- **Текст**:
# # #

«У русского царя в чертогах есть палата»… Так начинается стихотворение-размышление Пушкина о генералах 1812 года. В Эрмитаже есть целый зал, посвященный этим героям.
Тут нет ни сельских нимф, ни девственных Мадонн,
Ни фавнов с чашами, ни полногрудых жен,
Ни плясок, ни охот, – а всё плащи, да шпаги,
Да лица, полные воинственной отваги.
Всего 332 (!) портрета. И, следовательно, 332 героя. Главный Штаб составил списки тех, кого следовало увековечить. Император Александр каждое имя утвердил лично. Книгу можно писать о каждом. О Кутузове и Барклае, о Раевском и Багратионе. Еще Ермолов и Давыдов. Еще генералы, которые едва начали бриться и смело сложили головы в боях. О них Цветаева писала:
В одной невероятной скачке
Вы прожили свой краткий век…
И ваши кудри, ваши бачки
Засыпал снег.
Конкретно это об одном из Тучковых. Обобщающе – о многих.
Вас охраняла длань Господня
И сердце матери. Вчера –
Малютки-мальчики, сегодня –
Офицера.
А между тем не эти достойно воспетые герои, погибшие и выжившие, стали символом русского офицерства и генеральства. Магистральная линия «реалистов» от литературы требовала не похвалы героям, а критики и насмешки, издевки и презрения. Эта идейная линия сознательно вывела на страницы печати полковника Скалозуба («и золотой мешок, и метит в генералы»), да еще двух тех генералов, которых один мужик у Салтыкова-Щедрина прокормил. Героев – сотни. Карьеристов и бездарей в золотых мундирах – десятки. Но заметно лишь тех, о ком пишут. Ровно так и сегодня: случилось только то, что показали по «телеку».
Русскому человеку однозначно нужно полюбить свою Родину. Да, и не только полюбить, но и узнать. Ведь не знаем же. Без второго первое не состоится. Узнаешь – полюбишь. А не узнаешь, так всю жизнь и проживешь пустой пробкой с отформатированными Голливудом мозгами.

# # #

- **Выдержки из материала**:
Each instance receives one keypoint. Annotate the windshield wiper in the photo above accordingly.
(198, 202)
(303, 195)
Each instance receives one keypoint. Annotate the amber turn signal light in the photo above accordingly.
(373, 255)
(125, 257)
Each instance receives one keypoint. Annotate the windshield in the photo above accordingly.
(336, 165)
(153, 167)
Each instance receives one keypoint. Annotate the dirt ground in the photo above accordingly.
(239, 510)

# # #

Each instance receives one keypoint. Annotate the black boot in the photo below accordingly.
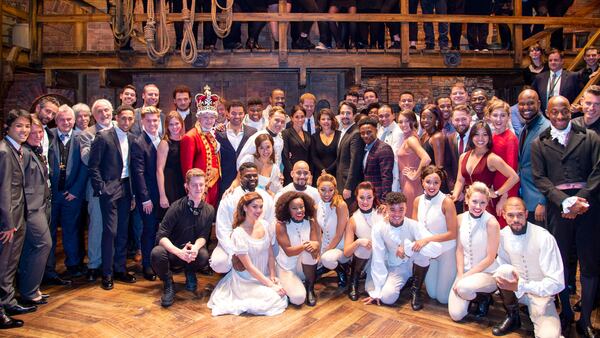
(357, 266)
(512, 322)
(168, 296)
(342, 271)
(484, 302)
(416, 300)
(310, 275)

# # #

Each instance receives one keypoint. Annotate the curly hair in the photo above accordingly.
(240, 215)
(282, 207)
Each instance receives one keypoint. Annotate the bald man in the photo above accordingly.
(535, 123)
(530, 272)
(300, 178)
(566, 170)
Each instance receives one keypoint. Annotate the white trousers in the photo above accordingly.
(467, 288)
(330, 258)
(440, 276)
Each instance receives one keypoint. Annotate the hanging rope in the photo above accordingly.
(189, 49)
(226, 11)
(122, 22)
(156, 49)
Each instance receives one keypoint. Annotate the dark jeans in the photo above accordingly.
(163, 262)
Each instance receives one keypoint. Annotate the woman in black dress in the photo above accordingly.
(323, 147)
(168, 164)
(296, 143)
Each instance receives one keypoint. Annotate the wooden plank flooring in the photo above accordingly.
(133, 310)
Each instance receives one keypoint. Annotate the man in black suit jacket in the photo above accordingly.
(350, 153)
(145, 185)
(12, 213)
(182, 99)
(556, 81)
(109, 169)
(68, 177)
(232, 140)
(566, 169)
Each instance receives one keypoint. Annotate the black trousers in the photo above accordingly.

# # #

- **Задания для работы**:
a - Выведите без изменений фрагмент текста о героях 1812 года: начните со слов «Русскому человеку однозначно» и остановитесь после слов «отформатированными Голливудом мозгами.».
b - Ответьте по тексту о героях 1812 года:
(i) Сколько всего портретов в зале?
(ii) Кто лично утвердил каждое имя?
(iii) К кому конкретно относятся процитированные стихи Цветаевой?
c - Какие фамилии героев названы в тексте о героях 1812 года в двух предложениях, идущих сразу после слов «Книгу можно писать о каждом»? Перечислите все.

- **Ответы к заданиям**:
a -
Русскому человеку однозначно нужно полюбить свою Родину. Да, и не только полюбить, но и узнать. Ведь не знаем же. Без второго первое не состоится. Узнаешь – полюбишь. А не узнаешь, так всю жизнь и проживешь пустой пробкой с отформатированными Голливудом мозгами.

b -
(i) 332 портрета.
(ii) Император Александр.
(iii) К одному из Тучковых.

c - Кутузов, Барклай, Раевский, Багратион, Ермолов, Давыдов.